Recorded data
Content starts

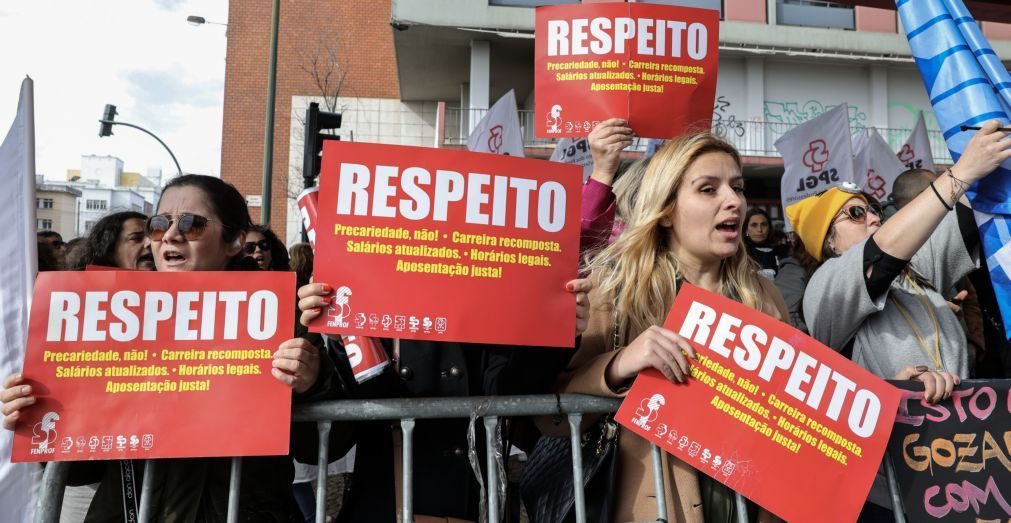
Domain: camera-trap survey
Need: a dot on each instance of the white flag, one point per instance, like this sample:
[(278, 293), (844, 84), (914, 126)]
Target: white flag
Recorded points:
[(575, 152), (18, 482), (498, 132), (877, 167), (916, 153), (817, 156)]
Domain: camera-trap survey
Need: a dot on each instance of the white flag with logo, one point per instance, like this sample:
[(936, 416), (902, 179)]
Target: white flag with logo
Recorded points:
[(498, 132), (876, 166), (816, 155), (18, 482), (575, 152), (916, 154)]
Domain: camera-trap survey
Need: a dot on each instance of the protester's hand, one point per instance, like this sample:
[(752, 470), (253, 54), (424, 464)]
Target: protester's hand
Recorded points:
[(607, 141), (312, 298), (14, 397), (658, 348), (580, 287), (296, 364), (955, 302), (983, 154), (937, 384)]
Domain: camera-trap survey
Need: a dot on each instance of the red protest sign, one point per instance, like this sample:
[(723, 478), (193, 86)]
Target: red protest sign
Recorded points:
[(447, 245), (135, 364), (652, 65), (769, 412)]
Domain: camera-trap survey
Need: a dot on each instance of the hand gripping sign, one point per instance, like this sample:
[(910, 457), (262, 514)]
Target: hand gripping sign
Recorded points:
[(130, 364), (443, 245), (769, 412), (653, 65)]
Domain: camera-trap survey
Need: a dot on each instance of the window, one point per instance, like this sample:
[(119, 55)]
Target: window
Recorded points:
[(815, 13)]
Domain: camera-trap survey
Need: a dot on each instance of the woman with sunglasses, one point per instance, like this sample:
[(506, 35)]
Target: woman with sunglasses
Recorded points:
[(879, 290), (201, 225), (263, 246)]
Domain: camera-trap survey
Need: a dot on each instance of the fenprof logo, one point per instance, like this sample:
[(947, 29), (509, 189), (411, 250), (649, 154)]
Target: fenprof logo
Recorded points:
[(44, 433), (339, 311), (816, 156), (647, 411), (555, 119)]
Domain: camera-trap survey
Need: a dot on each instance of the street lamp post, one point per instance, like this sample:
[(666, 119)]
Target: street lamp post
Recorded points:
[(108, 119), (268, 132)]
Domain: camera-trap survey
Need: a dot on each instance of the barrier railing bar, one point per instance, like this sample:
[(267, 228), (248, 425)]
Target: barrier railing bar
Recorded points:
[(661, 495), (893, 489), (235, 483), (147, 485), (491, 466), (322, 460), (429, 408), (577, 495), (51, 497), (407, 426), (742, 508)]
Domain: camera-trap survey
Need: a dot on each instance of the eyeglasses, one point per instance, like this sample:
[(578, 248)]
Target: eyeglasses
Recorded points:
[(251, 247), (858, 213), (190, 226)]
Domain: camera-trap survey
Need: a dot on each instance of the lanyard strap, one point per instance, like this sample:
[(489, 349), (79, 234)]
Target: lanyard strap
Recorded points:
[(936, 356)]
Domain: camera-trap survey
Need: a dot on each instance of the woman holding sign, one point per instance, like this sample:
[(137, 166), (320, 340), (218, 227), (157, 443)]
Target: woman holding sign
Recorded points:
[(886, 282), (685, 226), (201, 226)]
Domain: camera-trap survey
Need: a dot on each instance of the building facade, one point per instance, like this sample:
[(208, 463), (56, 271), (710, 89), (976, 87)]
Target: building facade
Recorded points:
[(421, 72)]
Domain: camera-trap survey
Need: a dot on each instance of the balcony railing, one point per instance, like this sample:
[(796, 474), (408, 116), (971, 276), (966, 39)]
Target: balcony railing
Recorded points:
[(751, 138)]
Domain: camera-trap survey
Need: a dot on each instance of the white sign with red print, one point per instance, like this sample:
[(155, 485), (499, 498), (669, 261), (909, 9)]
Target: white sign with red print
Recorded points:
[(816, 155)]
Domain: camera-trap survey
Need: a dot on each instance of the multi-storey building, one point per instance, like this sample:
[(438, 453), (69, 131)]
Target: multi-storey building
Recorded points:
[(420, 72)]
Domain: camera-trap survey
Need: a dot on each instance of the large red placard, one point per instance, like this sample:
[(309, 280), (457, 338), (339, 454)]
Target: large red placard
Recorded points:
[(133, 364), (447, 245), (652, 65), (769, 412)]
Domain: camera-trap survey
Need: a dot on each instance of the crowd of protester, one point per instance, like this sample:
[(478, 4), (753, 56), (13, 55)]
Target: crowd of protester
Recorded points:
[(903, 297)]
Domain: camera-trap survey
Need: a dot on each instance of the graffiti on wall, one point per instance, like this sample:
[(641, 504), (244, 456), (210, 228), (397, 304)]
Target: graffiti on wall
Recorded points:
[(725, 124), (794, 113)]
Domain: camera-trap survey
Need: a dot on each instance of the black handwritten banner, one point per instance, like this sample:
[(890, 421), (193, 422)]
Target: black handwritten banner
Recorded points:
[(952, 459)]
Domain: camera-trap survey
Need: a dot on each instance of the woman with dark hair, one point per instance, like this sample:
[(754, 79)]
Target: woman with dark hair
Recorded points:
[(201, 226), (266, 249), (118, 240), (758, 240)]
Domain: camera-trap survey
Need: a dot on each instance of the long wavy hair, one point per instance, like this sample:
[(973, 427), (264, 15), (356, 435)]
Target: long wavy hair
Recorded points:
[(640, 269)]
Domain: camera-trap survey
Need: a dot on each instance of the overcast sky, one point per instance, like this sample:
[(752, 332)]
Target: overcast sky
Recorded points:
[(142, 56)]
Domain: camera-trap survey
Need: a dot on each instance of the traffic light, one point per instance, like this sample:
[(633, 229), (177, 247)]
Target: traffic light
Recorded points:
[(106, 122), (316, 120)]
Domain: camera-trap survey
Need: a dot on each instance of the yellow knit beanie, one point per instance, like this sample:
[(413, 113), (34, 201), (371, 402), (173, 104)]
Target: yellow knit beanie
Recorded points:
[(812, 216)]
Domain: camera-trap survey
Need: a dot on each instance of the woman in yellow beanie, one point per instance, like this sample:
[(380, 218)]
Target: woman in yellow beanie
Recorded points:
[(879, 290), (685, 225)]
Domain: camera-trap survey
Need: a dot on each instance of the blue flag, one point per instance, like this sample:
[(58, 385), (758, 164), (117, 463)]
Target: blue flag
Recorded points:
[(968, 85)]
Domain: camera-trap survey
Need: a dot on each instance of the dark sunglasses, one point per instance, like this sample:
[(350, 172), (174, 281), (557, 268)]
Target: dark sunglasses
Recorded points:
[(251, 247), (858, 213), (190, 226)]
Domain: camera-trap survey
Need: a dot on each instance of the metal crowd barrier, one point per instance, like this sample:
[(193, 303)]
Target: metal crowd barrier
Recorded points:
[(490, 409)]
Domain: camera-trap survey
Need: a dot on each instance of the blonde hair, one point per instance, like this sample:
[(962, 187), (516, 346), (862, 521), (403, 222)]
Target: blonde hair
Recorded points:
[(640, 269)]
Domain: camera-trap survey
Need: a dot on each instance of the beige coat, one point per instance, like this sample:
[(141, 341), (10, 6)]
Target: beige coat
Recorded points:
[(634, 483)]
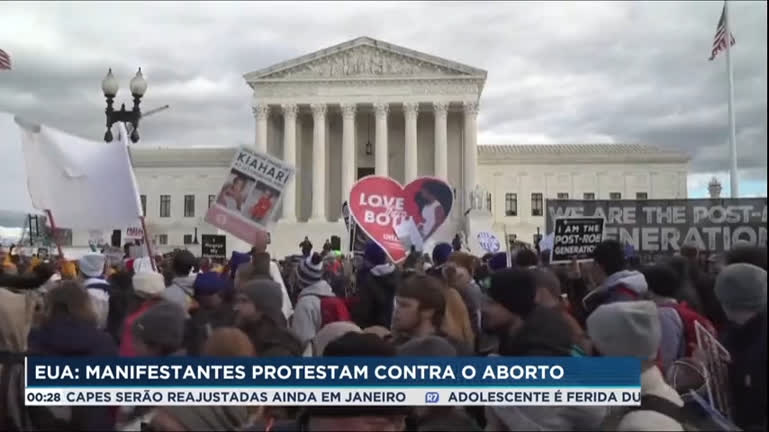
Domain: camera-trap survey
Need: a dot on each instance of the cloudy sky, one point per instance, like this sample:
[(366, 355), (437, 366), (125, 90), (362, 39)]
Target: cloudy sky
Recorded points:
[(579, 72)]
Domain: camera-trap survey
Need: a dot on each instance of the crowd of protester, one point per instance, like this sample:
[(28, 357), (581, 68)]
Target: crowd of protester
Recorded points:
[(450, 303)]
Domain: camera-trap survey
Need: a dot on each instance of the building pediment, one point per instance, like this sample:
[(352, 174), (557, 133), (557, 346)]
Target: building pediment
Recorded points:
[(364, 58)]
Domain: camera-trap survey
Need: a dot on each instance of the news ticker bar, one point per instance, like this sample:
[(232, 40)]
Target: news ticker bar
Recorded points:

Content ends

What you should do:
The answer should hold every entry exactly as given and no pictures at all.

Answer:
Domain: camera-trap survey
Need: a dot on each instance of the white flag, one point per instance, like this sample:
[(278, 293), (844, 84), (914, 126)]
Target: white flag
Recorded points:
[(575, 152), (18, 482), (498, 132), (877, 167), (916, 153), (817, 156)]
Domain: camera-trap survey
Need: a dot on each instance of the white flag with logo, one point per instance, like this sample:
[(936, 416), (902, 179)]
Target: white flag with logo
Recorded points:
[(498, 132), (876, 166), (816, 155), (18, 482), (575, 152), (916, 154)]
Domain: camera-trap survey
Need: a dot on each instance of the protester's hand, one point per instance, like this sample:
[(752, 470), (253, 54), (424, 464)]
Target: protester's hand
Recorded points:
[(607, 141), (312, 298), (14, 397), (658, 348), (580, 287), (296, 364), (955, 302), (983, 154), (937, 384)]
Domain: camera-trap survey
Need: a dot on each instance of the red protest sign, one point per instance, like this sample:
[(723, 478), (193, 86)]
Target: red protest sign
Recorded points:
[(447, 245), (135, 364), (652, 65), (769, 412)]
Domain: camera-trap survey
Need: a dot on each instance of the hand gripping sign, one point per instance, like this sample:
[(910, 457), (262, 514)]
Target: hand gripping sign
Recorded points:
[(130, 364), (443, 245), (769, 412), (653, 65)]
Domain: camera-trap survey
Need: a dot on each instance of the window, one point per instance, like this sample:
[(119, 55)]
Target: window
Recorded points:
[(815, 13)]
Domain: camera-trap survey
Need: a dot on each instance of the woman with sunglasses, one point per instance, like this sample:
[(506, 35)]
Target: woman with sunglasses
Recorded points:
[(879, 290), (201, 225), (263, 246)]
Domain: camera-trap survey
Need: a dot on each instance of the fenprof logo, one point per instance, like this sample:
[(947, 29), (509, 189), (411, 250), (649, 154)]
Target: fenprof logo
Recorded points:
[(44, 433), (339, 311), (816, 156), (647, 411), (555, 119)]
Domain: camera-trap survey
Need: a dot on each instance of the street lamp post, one point per instance, like this sample:
[(666, 119)]
Target: street lamp post
Recorded points:
[(108, 119), (268, 132)]
Domain: camera-trap survey
Need: a dot on each instance of the barrier railing bar, one point per instance, like this sample:
[(267, 228), (248, 425)]
Target: barrier railing bar
Recorded points:
[(661, 495), (893, 489), (235, 483), (147, 485), (491, 466), (322, 460), (429, 408), (577, 495), (51, 497), (407, 426), (742, 508)]
Domain: camera-trap survey
Need: a dot on each instance of the eyeglasses, one point per instance, like this sample:
[(578, 248)]
Target: eyeglasses
Recorded points:
[(251, 247), (858, 213), (190, 226)]
Domain: camera-trap survey
Need: a dot on each instance of the lanyard strap, one point per instance, like this sample:
[(489, 349), (79, 234)]
Target: lanyard strap
Recorded points:
[(936, 356)]
Domain: camera-trap survey
Need: a dot on each instance of the woman holding sign, one point per instance, like this sample:
[(137, 166), (320, 340), (218, 227), (157, 443)]
Target: woman holding sign
Recorded points:
[(886, 282), (685, 226), (201, 226)]
Domain: camera-trap survey
Need: a dot on each instance of the building facade, one point per instance, like this sample:
[(208, 463), (56, 271), (710, 89), (976, 87)]
Target: building facade
Recorded points:
[(421, 72)]
Domain: camera-trap survey
Need: a dot on each instance of the balcony railing, one point per instance, like this sample:
[(796, 474), (408, 116), (971, 276), (966, 39)]
Target: balcony railing
Recorded points:
[(751, 138)]
Domain: camera-trap survey
Need: a dot on each instance of the white sign with red print, one point per instance, like this sample:
[(155, 485), (499, 498), (669, 261), (909, 9)]
Target: white sign with red print
Recorded points:
[(816, 155)]
Domain: camera-trap survey
Need: a dot on each instance of the multi-storey building, one point per instance, like this sample:
[(438, 453), (69, 131)]
Target: multi-storey building
Recorded points:
[(420, 72)]
Domain: camera-trap survey
Need: a dot on each instance of the large red placard, one point per instance, like this sample:
[(309, 280), (457, 338), (339, 454)]
Target: large red placard
Recorded points:
[(133, 364), (447, 245), (652, 65), (769, 412)]
Domain: camera-trap survey
Need: a dot on each instance of the crowd of protester, one point per instance, like this sample:
[(478, 4), (753, 56), (13, 55)]
Target: crowd of protester
Recorded points:
[(903, 297)]
Domain: camera-trap survey
Need: a dot on each instance of the graffiti on wall, one point per instance, like this sample:
[(641, 504), (244, 456), (210, 228), (397, 304)]
Target: graffiti on wall
Recorded points:
[(725, 124), (794, 113)]
Domain: camera-trap survey
Need: a dot on each instance of the black handwritten banner, one point per instance, like this sample:
[(890, 421), (193, 422)]
Target: black handwritten banner
Recorded points:
[(952, 459)]
Domain: camera-trap survey
Need: a dot on each instance of the woman with dark hair, one point per instance, like this sample:
[(754, 79)]
Target: woman with dark hair
Recorded points:
[(201, 226), (266, 249), (118, 240), (758, 240)]
Domain: camera-trap survey
Need: a dot on each instance of the long wavy hair, one point per instance, like this sample:
[(973, 427), (264, 15), (356, 435)]
Target: long wavy hair
Recorded points:
[(640, 269)]
Domain: camera-trap survey
Need: a dot on each instance of the overcast sky, one point per instance, like this sample:
[(752, 332)]
Target: overcast sky
Recorded points:
[(142, 56)]
Domain: camera-trap survey
Need: a dot on each instance of the traffic light, one point per instance, like this sample:
[(633, 229), (177, 247)]
Target: traffic light
Recorded points:
[(106, 122), (316, 120)]
Domain: camera-trap survey
Need: a dot on each instance of the yellow knit beanie, one point per instance, like this sample:
[(413, 113), (34, 201), (371, 402), (173, 104)]
Target: yellow knit beanie
Recorded points:
[(812, 216)]
Domain: camera-trap survey
Need: a dot on each instance of the woman in yellow beanie, one point per instance, like this sample:
[(380, 218)]
Target: woman in yellow beanie
Recorded points:
[(879, 290), (685, 225)]
Domain: camera-trap survey
Need: a dot on each instance of the blue flag, one point per instance, like this sample:
[(58, 385), (758, 164), (117, 463)]
Target: blue flag
Recorded points:
[(968, 85)]
Domain: camera-trap survey
Need: a dot on each instance of the dark sunglasses, one point per instance, like this sample:
[(350, 172), (174, 281), (557, 268)]
Target: dark sunglasses
Recorded points:
[(251, 247), (858, 213), (190, 226)]
Domain: camera-trap survey
Need: a dot on each instance of the metal crowd barrier, one point per instance, like this sample:
[(193, 303)]
Target: metal crowd barrier
Recorded points:
[(490, 409)]
Domain: camera-trap survey
Need: a dot on each instance of the blonde hair, one point per instance, like this sample:
[(962, 187), (516, 346), (862, 521), (403, 222)]
Target: blonde hair
Recorded points:
[(640, 269)]
Domain: camera-trap survey
Need: a dot on each instance of the beige coat, one point per instance, like this sample:
[(141, 341), (10, 6)]
Target: beige coat
Recorded points:
[(634, 483)]
Domain: camera-trap survey
Need: a dot on each instance of the cloudy sky, one point per instance, like this sample:
[(366, 355), (437, 366), (125, 90), (362, 39)]
Target: cloudy sky
Recorded points:
[(579, 72)]
Domain: camera-trap survey
Need: a dot on each instance of the crowd of protester, one point per instance, like this sample:
[(28, 357), (581, 68)]
Target: crowd of protester
Recorded points:
[(450, 303)]
Domain: camera-trap survey
Need: a dot on each instance of the building pediment, one point per instance, like this sample:
[(352, 174), (557, 133), (557, 346)]
Target: building pediment
Recorded points:
[(364, 58)]
Domain: camera-trap survey
Need: a dot on each instance of the news ticker bar, one point per instance, like this sample:
[(232, 40)]
Target: news ticker bar
Recorded points:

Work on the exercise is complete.